_PROBLEM TO SOLVE_
Output the entries below exactly as written, omitting pictures.

_SUPPLIED INFORMATION_
::::

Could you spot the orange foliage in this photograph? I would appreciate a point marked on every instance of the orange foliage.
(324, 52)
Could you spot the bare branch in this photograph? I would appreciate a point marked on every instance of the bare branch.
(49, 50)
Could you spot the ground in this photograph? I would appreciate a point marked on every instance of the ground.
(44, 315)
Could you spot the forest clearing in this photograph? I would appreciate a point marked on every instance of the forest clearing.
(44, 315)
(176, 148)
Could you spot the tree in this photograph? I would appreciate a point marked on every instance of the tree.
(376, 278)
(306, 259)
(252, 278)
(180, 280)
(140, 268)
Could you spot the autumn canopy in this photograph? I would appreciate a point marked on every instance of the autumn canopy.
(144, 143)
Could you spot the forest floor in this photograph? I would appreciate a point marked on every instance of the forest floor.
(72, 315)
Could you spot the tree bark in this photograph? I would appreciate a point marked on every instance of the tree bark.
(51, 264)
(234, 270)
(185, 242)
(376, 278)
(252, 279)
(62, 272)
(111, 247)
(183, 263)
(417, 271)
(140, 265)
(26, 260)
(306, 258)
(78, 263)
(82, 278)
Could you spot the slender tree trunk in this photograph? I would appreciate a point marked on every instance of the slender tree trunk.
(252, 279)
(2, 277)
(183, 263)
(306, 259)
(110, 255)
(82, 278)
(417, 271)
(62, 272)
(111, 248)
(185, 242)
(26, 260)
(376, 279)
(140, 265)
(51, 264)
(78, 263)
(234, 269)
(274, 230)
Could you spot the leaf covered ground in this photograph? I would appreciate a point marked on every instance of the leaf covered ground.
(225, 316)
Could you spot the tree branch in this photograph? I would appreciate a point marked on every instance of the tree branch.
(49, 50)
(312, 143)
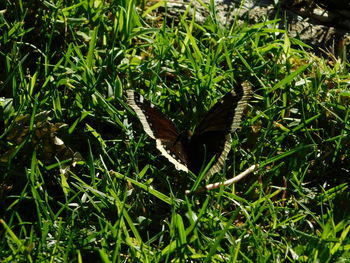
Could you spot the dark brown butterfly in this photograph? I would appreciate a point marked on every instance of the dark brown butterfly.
(211, 138)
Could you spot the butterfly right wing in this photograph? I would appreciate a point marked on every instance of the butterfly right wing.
(161, 129)
(212, 138)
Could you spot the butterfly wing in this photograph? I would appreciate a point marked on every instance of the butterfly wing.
(212, 138)
(160, 128)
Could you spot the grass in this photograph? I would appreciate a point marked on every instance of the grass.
(81, 182)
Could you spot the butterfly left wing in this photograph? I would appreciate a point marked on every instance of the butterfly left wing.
(212, 138)
(161, 129)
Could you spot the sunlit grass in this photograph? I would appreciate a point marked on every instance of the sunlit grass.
(80, 181)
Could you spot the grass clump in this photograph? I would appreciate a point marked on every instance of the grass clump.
(81, 182)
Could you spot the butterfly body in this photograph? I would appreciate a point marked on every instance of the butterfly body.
(210, 140)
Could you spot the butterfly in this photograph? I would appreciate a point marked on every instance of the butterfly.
(211, 138)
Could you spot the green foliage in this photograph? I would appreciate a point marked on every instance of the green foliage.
(80, 182)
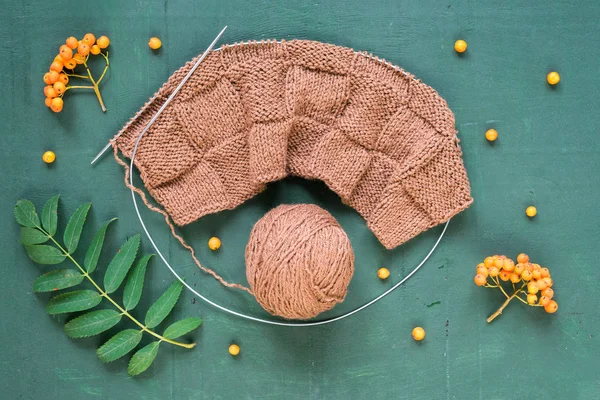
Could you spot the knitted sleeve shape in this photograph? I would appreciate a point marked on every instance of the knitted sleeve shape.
(255, 113)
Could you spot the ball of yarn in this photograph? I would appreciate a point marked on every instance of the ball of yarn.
(299, 261)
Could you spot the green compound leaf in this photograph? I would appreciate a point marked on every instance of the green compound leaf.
(182, 327)
(74, 227)
(93, 253)
(120, 264)
(119, 345)
(56, 280)
(135, 283)
(50, 215)
(163, 306)
(142, 359)
(44, 254)
(25, 214)
(32, 236)
(79, 300)
(92, 323)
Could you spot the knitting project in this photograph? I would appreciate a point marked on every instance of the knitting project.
(256, 113)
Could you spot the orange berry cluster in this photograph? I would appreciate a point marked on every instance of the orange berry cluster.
(528, 279)
(71, 54)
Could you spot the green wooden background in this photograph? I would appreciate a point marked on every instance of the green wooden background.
(547, 155)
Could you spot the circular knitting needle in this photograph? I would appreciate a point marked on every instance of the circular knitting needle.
(166, 103)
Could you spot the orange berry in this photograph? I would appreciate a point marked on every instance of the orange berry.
(57, 104)
(154, 43)
(65, 52)
(71, 42)
(515, 278)
(491, 135)
(89, 38)
(551, 307)
(103, 42)
(480, 280)
(83, 49)
(56, 66)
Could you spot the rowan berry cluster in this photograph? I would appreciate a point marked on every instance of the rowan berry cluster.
(70, 55)
(527, 279)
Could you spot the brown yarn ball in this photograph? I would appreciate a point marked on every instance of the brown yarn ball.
(299, 261)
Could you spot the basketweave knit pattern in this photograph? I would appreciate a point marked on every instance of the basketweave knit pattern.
(255, 113)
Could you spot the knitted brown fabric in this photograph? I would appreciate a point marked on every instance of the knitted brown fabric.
(299, 261)
(255, 113)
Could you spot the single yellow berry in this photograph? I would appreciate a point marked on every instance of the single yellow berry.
(383, 273)
(480, 280)
(491, 135)
(234, 349)
(103, 42)
(418, 333)
(154, 43)
(49, 157)
(551, 307)
(553, 78)
(460, 46)
(214, 243)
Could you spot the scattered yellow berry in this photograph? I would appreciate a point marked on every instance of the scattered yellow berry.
(154, 43)
(491, 135)
(383, 273)
(460, 46)
(553, 78)
(214, 243)
(49, 157)
(234, 349)
(418, 333)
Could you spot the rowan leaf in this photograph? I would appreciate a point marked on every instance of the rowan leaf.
(25, 214)
(32, 236)
(93, 253)
(79, 300)
(182, 327)
(50, 215)
(142, 359)
(163, 306)
(56, 280)
(135, 283)
(74, 227)
(120, 264)
(119, 345)
(44, 254)
(92, 323)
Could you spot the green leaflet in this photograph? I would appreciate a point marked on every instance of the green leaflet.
(92, 323)
(93, 253)
(25, 214)
(120, 264)
(142, 359)
(32, 236)
(119, 345)
(163, 306)
(44, 254)
(182, 327)
(56, 280)
(79, 300)
(74, 227)
(50, 215)
(135, 283)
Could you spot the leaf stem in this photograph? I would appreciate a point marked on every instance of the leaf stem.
(114, 303)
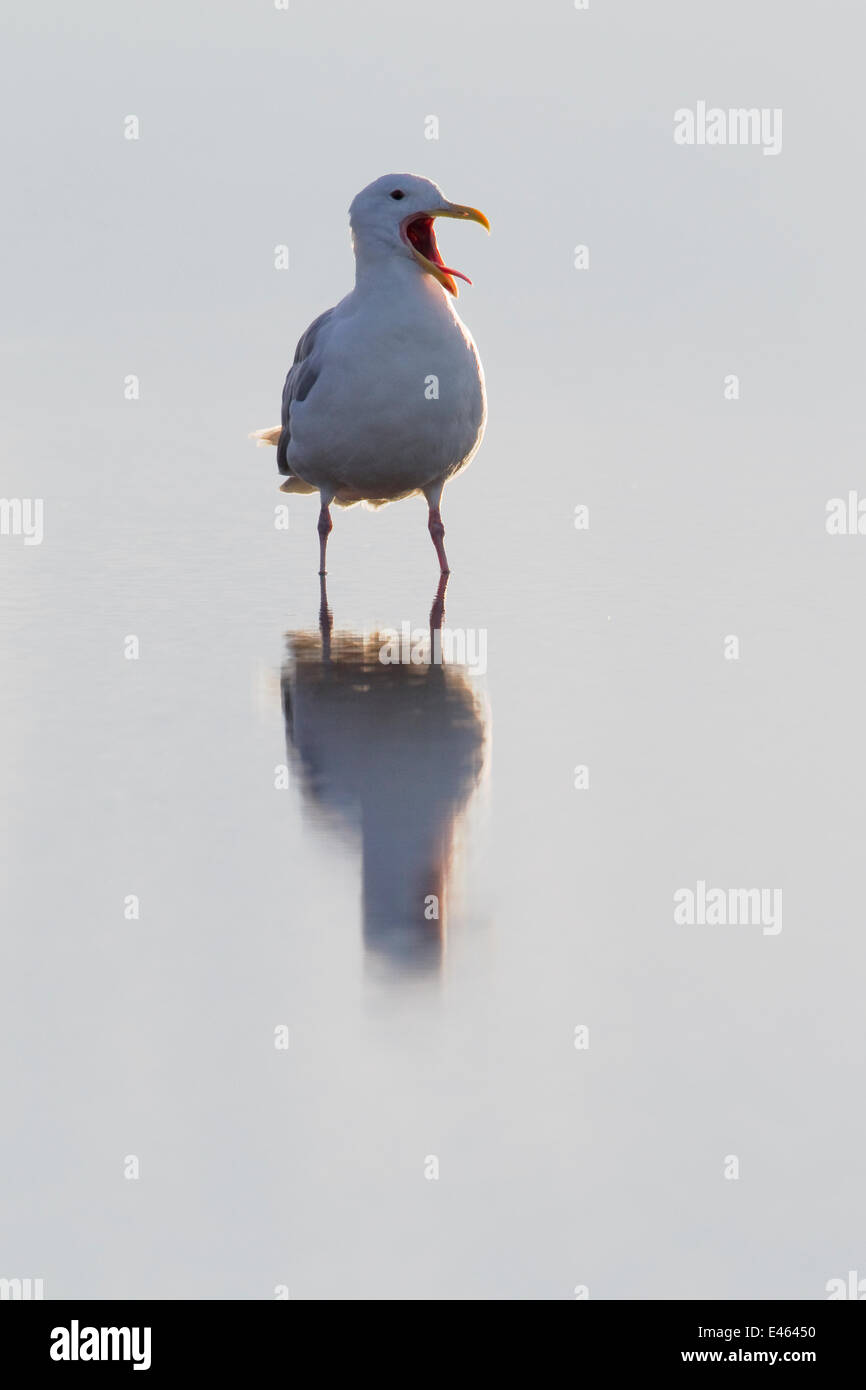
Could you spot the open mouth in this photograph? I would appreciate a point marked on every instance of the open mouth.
(420, 235)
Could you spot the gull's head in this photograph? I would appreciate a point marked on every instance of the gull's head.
(395, 214)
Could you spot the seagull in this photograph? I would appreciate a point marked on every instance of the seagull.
(385, 398)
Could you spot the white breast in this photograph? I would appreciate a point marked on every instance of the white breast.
(399, 398)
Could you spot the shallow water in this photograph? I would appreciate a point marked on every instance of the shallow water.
(285, 806)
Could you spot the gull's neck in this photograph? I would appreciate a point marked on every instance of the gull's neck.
(380, 270)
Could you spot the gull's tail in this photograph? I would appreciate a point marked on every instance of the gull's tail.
(264, 437)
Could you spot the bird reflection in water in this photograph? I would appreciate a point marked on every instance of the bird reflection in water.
(392, 752)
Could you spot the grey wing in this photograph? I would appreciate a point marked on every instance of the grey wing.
(299, 382)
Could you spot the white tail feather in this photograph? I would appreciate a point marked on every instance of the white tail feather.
(266, 437)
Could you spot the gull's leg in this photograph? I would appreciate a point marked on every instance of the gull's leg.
(434, 524)
(437, 612)
(325, 619)
(324, 528)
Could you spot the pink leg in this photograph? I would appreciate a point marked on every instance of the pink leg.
(325, 526)
(437, 533)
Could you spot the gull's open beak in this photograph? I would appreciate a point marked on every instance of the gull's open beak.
(417, 231)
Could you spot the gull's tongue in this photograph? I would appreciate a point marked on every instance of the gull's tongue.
(435, 257)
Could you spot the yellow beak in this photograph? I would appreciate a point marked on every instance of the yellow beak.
(467, 214)
(439, 271)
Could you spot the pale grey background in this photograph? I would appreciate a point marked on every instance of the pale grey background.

::::

_YOUR RESPONSE_
Could you spot the orange foliage in this photograph? I would appreciate a point marked on every instance of the orange foliage.
(324, 52)
Could you spot the bare branch in this photograph? I would appreciate a point marked on every instance of the bare branch.
(49, 50)
Could you spot the ground in this photograph? I would appreciate a point marked on every instance of the ground.
(44, 315)
Could you spot the forest clearing in this photograph? I would appreciate a point marked on every instance of the forest clearing.
(44, 315)
(176, 148)
Could you spot the tree in this photograph? I would appreciate a point marked on every instance of the tree.
(376, 278)
(306, 259)
(252, 278)
(180, 280)
(140, 268)
Could you spot the autumn canopy in this photograph? I would appreciate a point marked on every instance of the autumn canopy.
(144, 143)
Could you spot the forest floor in this photograph? I would appreciate a point marked on every instance of the forest floor.
(72, 315)
Could you spot the tree bark in this photograph? I would appreciate a point marked on every instance of the tree bark.
(51, 264)
(234, 270)
(185, 242)
(376, 278)
(252, 279)
(62, 272)
(111, 247)
(183, 263)
(417, 271)
(140, 265)
(26, 260)
(306, 258)
(78, 263)
(82, 278)
Could you spot the slender tree trunk in this photograph? I would appreciate a point marked on every instance of the slender tree trunk.
(252, 279)
(2, 277)
(183, 263)
(306, 259)
(110, 255)
(82, 278)
(417, 271)
(62, 272)
(111, 248)
(185, 242)
(26, 260)
(376, 279)
(140, 265)
(51, 264)
(78, 263)
(234, 269)
(274, 230)
Could you spot the leaf covered ground in this photograph? I would appreciate a point marked on every instance of the leaf covered ground.
(225, 316)
Could you spot the tree branch in this photograph? I would appreciate a point marked on every instance of the tree branch.
(49, 50)
(312, 143)
Could you spot the dark brown butterfly in this photograph? I would appreciate a point marked on every instance of the dark brown butterfly.
(211, 138)
Could you spot the butterfly right wing in this photograph? I would appreciate a point marked on every instance of the butterfly right wing.
(161, 129)
(212, 138)
Could you spot the butterfly wing in this photograph? I would appreciate a point marked on every instance of the butterfly wing.
(212, 138)
(160, 128)
Could you spot the grass in this photograph? I would appreciate a point marked on every instance of the grass.
(81, 182)
Could you spot the butterfly left wing in this photograph? I would appreciate a point marked on every instance of the butterfly left wing.
(212, 138)
(161, 129)
Could you spot the sunlit grass in this photograph? I would appreciate a point marked on every instance of the sunlit grass.
(80, 181)
Could you spot the grass clump in this photograph? I would appreciate a point marked on every instance of the grass clump.
(81, 182)
Could you spot the butterfly body in this photograph? I would appreciate a point marked on every instance of the butterfly body.
(210, 140)
Could you spot the butterfly in this photograph? I would appreciate a point marked on every instance of the butterfly.
(211, 138)
Could you spot the green foliage in this photograph? I would appreciate a point marked on every instance of the green foliage.
(80, 182)
Could you spot the knitted sleeve shape in this photograph? I would appreciate a point marked on every instance of the knitted sleeve shape.
(255, 113)
Could you spot the ball of yarn in this photograph? I would appreciate a point marked on every instance of the ball of yarn.
(299, 261)
Could you spot the green compound leaf in this photograph? I would appreciate a point marked on every instance of the green compound leaf.
(182, 327)
(74, 227)
(93, 253)
(120, 264)
(119, 345)
(56, 280)
(135, 283)
(50, 215)
(163, 306)
(142, 359)
(44, 254)
(25, 214)
(32, 236)
(79, 300)
(92, 323)
Could you spot the knitting project in this photograph? I would appreciate a point marked on every instance of the knitting project.
(256, 113)
Could you spot the orange berry cluster in this photograph? I would appreciate a point marked on every instance of the orange berry cluster.
(528, 279)
(71, 54)
Could you spot the green wooden background in this photograph? I would appreciate a point marked on every instance of the green wooden background.
(547, 155)
Could you spot the circular knitting needle in this photograph? I would appreciate a point marked on every instance of the circular knitting needle.
(166, 103)
Could you spot the orange berry in this photograph? I would appreciate a point marked on every instance of the orange berry.
(57, 104)
(154, 43)
(65, 52)
(71, 42)
(515, 278)
(491, 135)
(89, 38)
(551, 307)
(103, 42)
(480, 280)
(83, 49)
(56, 66)
Could you spot the rowan berry cluster in this photograph? I would appreciate a point marked on every instance of the rowan berry cluster.
(70, 55)
(527, 279)
Could you spot the brown yarn ball in this photograph? I would appreciate a point marked on every instance of the brown yarn ball.
(299, 261)
Could you spot the basketweave knit pattern in this photograph? I would appreciate a point marked on every instance of the basketweave knit pattern.
(255, 113)
Could you spot the knitted brown fabric in this photograph? I would appreciate a point marked on every instance of the knitted brown fabric.
(299, 261)
(255, 113)
Could you spot the single yellow berry in this photograph? I would appreciate a point marked on every instance of the single yellow berry.
(383, 273)
(480, 280)
(491, 135)
(234, 349)
(103, 42)
(418, 333)
(154, 43)
(49, 157)
(551, 307)
(553, 78)
(460, 46)
(214, 243)
Could you spot the scattered yellow berry in this photograph? I would appreciate a point marked on every instance of the scattered yellow berry.
(154, 43)
(491, 135)
(383, 273)
(460, 46)
(553, 78)
(214, 243)
(49, 157)
(234, 349)
(418, 333)
Could you spot the rowan leaf in this photograph? I would appreciate a point marked on every instance of the rowan leaf.
(25, 214)
(32, 236)
(93, 253)
(79, 300)
(182, 327)
(50, 215)
(142, 359)
(163, 306)
(56, 280)
(135, 283)
(74, 227)
(120, 264)
(119, 345)
(44, 254)
(92, 323)
Could you spot the green leaflet in this photograph? I would appreciate a point marked on every instance of the green leaflet.
(92, 323)
(93, 253)
(25, 214)
(120, 264)
(142, 359)
(32, 236)
(119, 345)
(163, 306)
(44, 254)
(182, 327)
(56, 280)
(79, 300)
(74, 227)
(50, 215)
(135, 283)
Could you spot the leaf stem in this photograph? I would appreciate a point marked on every instance of the leaf stem.
(114, 303)
Could you spot the open mouth in this photograph? I would appreciate a point marked on every instance of the open mouth.
(420, 235)
Could you spot the gull's head in this photograph? I would appreciate a point marked on every instance of the gull's head.
(395, 214)
Could you spot the seagull in this photograph? I would appreciate a point marked on every instance of the seagull.
(385, 398)
Could you spot the white breast in this photograph? I would appreciate a point marked on every instance of the white breast.
(399, 398)
Could you spot the shallow water in this photograph? I would appreciate a point marked on every instance of the shallow water.
(285, 806)
Could you spot the gull's neck in this photograph? I would appreciate a point marked on every instance of the gull's neck.
(380, 270)
Could you spot the gull's tail in this photograph? I would appreciate a point marked on every instance of the gull's tail.
(264, 437)
Could you spot the bird reflection in water in this photograph? I would appreciate a point marked on every instance of the bird reflection in water.
(392, 752)
Could you spot the grey wing in this photograph? I would appreciate a point marked on every instance of the grey wing.
(299, 382)
Could you spot the white tail feather in this photograph? I would appreciate a point marked on every instance of the white tail feather.
(266, 437)
Could you spot the gull's leg in this photograph? I would appreciate a point marked on every instance of the gull's leg.
(434, 524)
(437, 612)
(325, 619)
(324, 528)
Could you spot the pink leg in this photograph? I would appreciate a point marked on every instance of the pink leg.
(325, 526)
(437, 533)
Could you spot the gull's open beak in this photograph? I would appreciate a point marked on every instance of the gull's open beak.
(417, 231)
Could you spot the gull's tongue in this photograph? I would appreciate a point marked on every instance of the gull's tongue.
(435, 257)
Could you spot the yellow beak in this photograph? I would appreciate a point marked on every instance of the yellow beak.
(467, 214)
(439, 271)
Could you spot the pale grey background in this photograph? I would appreciate a point marked on every instance of the pale grey background.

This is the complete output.